**TASK BRIEF:** From the first line of the data below, repeat each line exactly until you reach the line with "Target: wooden side panel"; include that line too.

**SUPPLIED MATERIAL:**
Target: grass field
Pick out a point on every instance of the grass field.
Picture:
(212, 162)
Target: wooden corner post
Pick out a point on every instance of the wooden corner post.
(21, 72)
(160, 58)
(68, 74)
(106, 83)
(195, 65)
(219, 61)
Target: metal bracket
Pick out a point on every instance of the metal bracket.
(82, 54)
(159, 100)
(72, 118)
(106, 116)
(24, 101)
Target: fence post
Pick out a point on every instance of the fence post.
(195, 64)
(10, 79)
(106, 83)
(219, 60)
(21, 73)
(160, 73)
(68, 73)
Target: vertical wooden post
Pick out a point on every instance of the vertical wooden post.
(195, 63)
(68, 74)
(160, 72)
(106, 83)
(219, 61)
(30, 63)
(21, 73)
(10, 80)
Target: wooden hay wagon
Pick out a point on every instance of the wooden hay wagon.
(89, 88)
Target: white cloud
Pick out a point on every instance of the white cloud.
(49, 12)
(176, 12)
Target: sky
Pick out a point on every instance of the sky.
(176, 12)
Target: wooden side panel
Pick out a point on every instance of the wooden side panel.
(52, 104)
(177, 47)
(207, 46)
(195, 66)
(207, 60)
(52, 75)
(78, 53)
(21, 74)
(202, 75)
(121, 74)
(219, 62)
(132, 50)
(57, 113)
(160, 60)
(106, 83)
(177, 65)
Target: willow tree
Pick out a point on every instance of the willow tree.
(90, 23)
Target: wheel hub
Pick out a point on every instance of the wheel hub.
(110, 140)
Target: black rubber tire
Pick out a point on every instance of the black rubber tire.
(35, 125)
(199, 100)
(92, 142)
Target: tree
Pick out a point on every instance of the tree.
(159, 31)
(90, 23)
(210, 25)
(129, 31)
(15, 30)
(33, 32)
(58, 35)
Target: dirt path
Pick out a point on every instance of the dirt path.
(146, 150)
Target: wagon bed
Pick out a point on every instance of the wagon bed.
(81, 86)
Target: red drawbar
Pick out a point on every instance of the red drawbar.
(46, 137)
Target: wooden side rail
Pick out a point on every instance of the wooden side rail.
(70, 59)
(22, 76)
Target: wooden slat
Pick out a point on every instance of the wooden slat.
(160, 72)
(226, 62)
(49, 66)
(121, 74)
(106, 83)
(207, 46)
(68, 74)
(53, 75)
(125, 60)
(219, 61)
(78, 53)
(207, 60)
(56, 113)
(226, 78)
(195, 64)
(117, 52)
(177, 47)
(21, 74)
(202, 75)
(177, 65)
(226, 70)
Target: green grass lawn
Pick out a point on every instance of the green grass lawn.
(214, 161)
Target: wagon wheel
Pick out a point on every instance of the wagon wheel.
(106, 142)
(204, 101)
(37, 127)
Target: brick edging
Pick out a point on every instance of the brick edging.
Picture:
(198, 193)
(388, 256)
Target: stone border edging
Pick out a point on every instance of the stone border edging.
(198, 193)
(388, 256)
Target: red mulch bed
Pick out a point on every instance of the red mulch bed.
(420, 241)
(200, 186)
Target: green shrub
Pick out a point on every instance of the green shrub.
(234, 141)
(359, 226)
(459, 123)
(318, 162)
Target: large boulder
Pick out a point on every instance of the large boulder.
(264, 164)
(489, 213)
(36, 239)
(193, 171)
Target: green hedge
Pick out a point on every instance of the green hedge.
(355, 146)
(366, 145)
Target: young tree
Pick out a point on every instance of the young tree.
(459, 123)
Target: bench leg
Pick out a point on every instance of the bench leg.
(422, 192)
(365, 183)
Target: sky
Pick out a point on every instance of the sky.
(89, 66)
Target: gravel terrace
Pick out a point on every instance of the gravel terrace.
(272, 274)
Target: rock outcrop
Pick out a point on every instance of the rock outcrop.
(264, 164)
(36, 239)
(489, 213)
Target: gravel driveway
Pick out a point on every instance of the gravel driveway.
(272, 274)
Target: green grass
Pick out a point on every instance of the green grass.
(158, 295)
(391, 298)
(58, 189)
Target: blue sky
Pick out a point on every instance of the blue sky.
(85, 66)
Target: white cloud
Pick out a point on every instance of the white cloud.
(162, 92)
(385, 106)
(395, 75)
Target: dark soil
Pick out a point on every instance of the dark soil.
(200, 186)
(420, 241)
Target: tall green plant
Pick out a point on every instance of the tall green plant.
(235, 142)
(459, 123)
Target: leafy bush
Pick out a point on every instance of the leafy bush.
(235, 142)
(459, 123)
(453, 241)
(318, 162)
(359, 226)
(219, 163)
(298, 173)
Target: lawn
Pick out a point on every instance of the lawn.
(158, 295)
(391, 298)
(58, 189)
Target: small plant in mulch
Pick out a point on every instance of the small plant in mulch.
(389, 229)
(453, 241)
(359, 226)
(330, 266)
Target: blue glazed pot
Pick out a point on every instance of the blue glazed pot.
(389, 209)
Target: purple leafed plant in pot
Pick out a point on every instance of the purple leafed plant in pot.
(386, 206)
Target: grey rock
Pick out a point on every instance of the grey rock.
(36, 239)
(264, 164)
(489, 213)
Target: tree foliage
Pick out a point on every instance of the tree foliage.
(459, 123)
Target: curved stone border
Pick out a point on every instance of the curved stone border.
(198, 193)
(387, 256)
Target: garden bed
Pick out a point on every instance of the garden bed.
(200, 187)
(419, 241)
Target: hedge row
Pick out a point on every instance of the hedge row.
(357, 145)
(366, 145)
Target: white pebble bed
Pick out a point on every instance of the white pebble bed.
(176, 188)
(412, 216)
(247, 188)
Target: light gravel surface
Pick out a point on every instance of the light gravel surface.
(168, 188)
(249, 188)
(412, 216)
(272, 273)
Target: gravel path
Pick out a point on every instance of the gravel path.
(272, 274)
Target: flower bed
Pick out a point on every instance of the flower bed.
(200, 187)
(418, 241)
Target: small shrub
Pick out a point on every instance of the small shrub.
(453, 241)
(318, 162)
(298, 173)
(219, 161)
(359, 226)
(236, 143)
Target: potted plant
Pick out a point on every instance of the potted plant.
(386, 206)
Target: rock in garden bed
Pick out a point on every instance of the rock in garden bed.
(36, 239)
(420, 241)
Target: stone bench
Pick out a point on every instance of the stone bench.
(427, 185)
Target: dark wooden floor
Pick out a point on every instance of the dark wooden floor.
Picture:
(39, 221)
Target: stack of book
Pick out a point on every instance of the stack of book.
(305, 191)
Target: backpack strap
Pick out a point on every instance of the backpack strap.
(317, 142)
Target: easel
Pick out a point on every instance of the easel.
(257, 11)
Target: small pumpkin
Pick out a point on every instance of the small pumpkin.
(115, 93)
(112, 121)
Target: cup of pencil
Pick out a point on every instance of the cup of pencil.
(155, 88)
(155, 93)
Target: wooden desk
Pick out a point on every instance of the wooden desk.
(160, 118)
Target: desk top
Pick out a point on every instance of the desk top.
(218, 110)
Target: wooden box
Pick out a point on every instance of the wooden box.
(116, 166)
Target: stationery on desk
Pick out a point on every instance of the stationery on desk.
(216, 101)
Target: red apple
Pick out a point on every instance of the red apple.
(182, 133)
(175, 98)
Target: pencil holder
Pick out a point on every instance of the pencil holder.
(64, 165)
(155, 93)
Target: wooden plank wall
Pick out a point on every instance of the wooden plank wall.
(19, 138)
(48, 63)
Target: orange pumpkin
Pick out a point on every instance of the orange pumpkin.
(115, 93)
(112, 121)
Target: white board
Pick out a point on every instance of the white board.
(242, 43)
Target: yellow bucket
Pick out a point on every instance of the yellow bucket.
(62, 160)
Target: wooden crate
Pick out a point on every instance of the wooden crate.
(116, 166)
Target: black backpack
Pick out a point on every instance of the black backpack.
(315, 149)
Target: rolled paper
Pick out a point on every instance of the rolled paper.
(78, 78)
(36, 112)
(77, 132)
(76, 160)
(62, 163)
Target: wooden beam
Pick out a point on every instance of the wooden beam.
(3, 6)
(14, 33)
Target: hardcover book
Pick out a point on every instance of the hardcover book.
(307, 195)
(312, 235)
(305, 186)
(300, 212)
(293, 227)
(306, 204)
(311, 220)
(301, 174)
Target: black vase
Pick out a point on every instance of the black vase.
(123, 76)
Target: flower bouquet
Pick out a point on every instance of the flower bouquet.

**RESPONSE TO THE EXERCISE:**
Target: grass field
Pick out a point on every instance of the grass field.
Picture:
(212, 162)
Target: wooden corner post
Pick out a point on every instance of the wooden corner post.
(21, 72)
(160, 58)
(68, 74)
(106, 83)
(195, 65)
(219, 61)
Target: metal bracket
Pick out a point on every instance of the metal bracket.
(82, 54)
(159, 100)
(72, 118)
(106, 116)
(24, 101)
Target: fence post
Pick out a point on every instance of the fence post.
(195, 64)
(10, 79)
(106, 83)
(219, 60)
(21, 73)
(160, 73)
(68, 73)
Target: vertical wooden post
Pick out a point on every instance of the vertical wooden post.
(195, 63)
(68, 74)
(160, 72)
(106, 83)
(219, 61)
(30, 63)
(21, 73)
(10, 80)
Target: wooden hay wagon
Pick out a point on every instance of the wooden hay wagon.
(89, 88)
Target: white cloud
Pick out a point on every instance of the white cloud.
(49, 12)
(176, 12)
Target: sky
Pick out a point on every instance of the sky.
(176, 12)
Target: wooden side panel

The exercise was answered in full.